### Work to complete:
Carry on the piece on silica nanoparticles that improve drug solubility from its last sentence.

### Document extract:

▬▬▬▬▬▬

Silica nanoparticles with ultrahigh densities of silanol groups can bind many common medicines and release them in water, researchers in China have shown. The work could provide a widely applicable, cheap and non-toxic way to improve drugs’ solubility.
Solubility is a significant challenge for medicines, especially those delivered orally, and it is growing more acute with the development of new therapeutics. ‘Some of it’s a product of computational chemistry,’ explains formulation scientist Abina Crean at University College Cork in Ireland. This allows scientists to design a molecule to target a specific receptor, but she notes that ‘more lipophilic molecules generally interact better with target receptors’, and a drug is only effective if it is sufficiently soluble to get to the receptor it targets. Many solutions have been proposed, such as dispersion in solids, but these are often specific to one drug and can be unstable. No safe, low-cost and widely-applicable solution presently exists.

▬▬▬▬▬▬

### Supplied information:

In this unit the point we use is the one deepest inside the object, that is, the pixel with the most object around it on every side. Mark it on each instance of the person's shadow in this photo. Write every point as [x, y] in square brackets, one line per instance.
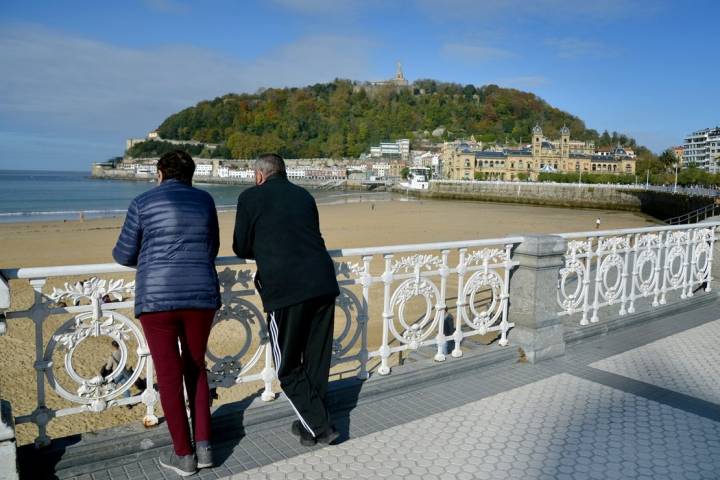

▬▬▬▬▬▬

### Response area:
Silica is generally recognised as safe by the US Food and Drug Administration and naturally contains some silanol groups on its surface. These adsorb water so strongly that silica is used as a desiccant. They also have a natural affinity for carboxyl, carbonyl, amide and numerous other organic functional groups often present in drugs. This is sometimes added to tablets, but its ability to effectively bind and release drug molecules is limited because the density of silanol groups on the surface of silica is generally too low to extract drug molecules from the bulk crystals.
In the new work, the researchers created porous silica nanoparticles with ultrahigh silanol densities by evaporating aqueous colloidal suspensions under controlled temperature and pressure conditions. ‘We need this very high-curvature nanosurface because otherwise the silanol groups would interact with each other if they were too dense,’ explains physicist Lei Xu at the Chinese University of Hong Kong, who led the research together with David Weitz at Harvard University in the US. Multiple, tightly-packed silanol groups can form numerous hydrogen bonds to the same drug molecule. Adsorption to drugs was weaker than it was to water, however, so when the nanoparticles were added to water, the drug molecules were displaced and released into solution. The researchers tested this using drugs such as ibuprofen, simvastatin and diclofenac.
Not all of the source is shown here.